===== Listed entries =====
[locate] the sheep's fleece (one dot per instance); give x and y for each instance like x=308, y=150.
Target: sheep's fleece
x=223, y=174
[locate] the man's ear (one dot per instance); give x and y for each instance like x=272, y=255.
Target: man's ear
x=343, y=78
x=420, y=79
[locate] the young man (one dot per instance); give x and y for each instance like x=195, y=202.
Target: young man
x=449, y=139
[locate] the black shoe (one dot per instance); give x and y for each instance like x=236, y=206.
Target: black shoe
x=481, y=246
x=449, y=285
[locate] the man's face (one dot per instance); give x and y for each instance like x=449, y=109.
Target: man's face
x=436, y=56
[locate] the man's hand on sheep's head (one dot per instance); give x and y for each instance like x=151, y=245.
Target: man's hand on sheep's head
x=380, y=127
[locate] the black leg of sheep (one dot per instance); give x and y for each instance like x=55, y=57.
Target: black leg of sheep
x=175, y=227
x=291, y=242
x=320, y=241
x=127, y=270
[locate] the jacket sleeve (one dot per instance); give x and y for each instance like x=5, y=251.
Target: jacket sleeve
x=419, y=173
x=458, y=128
=====
===== Listed entries =====
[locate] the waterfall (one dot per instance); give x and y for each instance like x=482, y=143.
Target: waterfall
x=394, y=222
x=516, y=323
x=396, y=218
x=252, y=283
=====
◆ The task: Please repeat the lines of the listing from the line with "[locate] the black leg" to the line with "x=458, y=128", including both of those lines.

◆ Correct result:
[locate] the black leg of sheep (one dot per instance); give x and y for each instance like x=55, y=57.
Target: black leg of sheep
x=175, y=227
x=291, y=242
x=320, y=241
x=127, y=270
[locate] the jacket sleeve (one dot per instance); give x and y for each instance like x=5, y=251.
Target: jacket sleeve
x=419, y=173
x=458, y=128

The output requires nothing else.